Written task:
In the items below, copy out every line word for word, beginning with the line that contains "Mark one point per instance of the child in" and continuing through the end of the items.

(Point annotations for photos)
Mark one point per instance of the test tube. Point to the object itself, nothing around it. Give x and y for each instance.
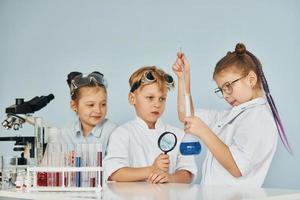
(99, 162)
(92, 163)
(50, 149)
(78, 164)
(84, 163)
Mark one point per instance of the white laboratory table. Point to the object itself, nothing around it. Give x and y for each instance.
(145, 191)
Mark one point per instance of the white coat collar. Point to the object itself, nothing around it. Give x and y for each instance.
(159, 125)
(237, 110)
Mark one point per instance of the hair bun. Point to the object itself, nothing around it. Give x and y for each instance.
(71, 75)
(240, 49)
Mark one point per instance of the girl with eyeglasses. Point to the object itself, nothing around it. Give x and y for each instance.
(242, 140)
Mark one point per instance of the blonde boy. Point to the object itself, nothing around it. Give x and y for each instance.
(133, 153)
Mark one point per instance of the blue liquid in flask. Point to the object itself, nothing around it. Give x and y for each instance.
(190, 145)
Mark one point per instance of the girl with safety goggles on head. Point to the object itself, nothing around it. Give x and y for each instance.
(241, 141)
(133, 152)
(89, 102)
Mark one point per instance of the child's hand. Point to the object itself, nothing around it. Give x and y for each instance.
(195, 126)
(158, 176)
(181, 64)
(161, 162)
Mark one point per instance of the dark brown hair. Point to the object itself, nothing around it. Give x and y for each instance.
(239, 61)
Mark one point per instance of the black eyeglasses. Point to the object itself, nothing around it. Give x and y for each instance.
(227, 88)
(148, 77)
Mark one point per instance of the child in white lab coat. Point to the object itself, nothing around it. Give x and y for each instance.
(241, 141)
(133, 153)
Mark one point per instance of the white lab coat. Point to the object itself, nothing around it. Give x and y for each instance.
(133, 144)
(250, 133)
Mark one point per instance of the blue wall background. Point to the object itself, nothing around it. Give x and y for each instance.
(42, 41)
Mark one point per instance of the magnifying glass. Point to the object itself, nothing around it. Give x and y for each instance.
(167, 141)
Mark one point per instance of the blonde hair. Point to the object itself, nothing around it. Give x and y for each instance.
(158, 74)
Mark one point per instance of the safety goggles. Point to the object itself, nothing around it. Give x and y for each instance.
(148, 77)
(83, 80)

Response to this exercise:
Mark one point per instance of the child in white lab coat. Point to the object itself, nothing around it. Give x and y for each instance.
(241, 141)
(133, 153)
Mark one point per instance of the white lab coat. Point to the object itself, nothing around it. Give x and y for each instance.
(133, 144)
(250, 133)
Mark one point per instance of the blue wall background. Point to the object itself, nothing around it. Give x and y for each instance.
(42, 41)
Mark one point per instance of the magnifying glass. Point to the object itself, nothing around it. Give x and y for each instance.
(167, 141)
Mark one point per instance of the blonde hair. Point to the object itself, nothing around it. Give x and y for each instance.
(158, 74)
Mark one point per instance of the safety goggles. Point to the object itself, nothing around it. Give x and y for each instance.
(148, 77)
(83, 80)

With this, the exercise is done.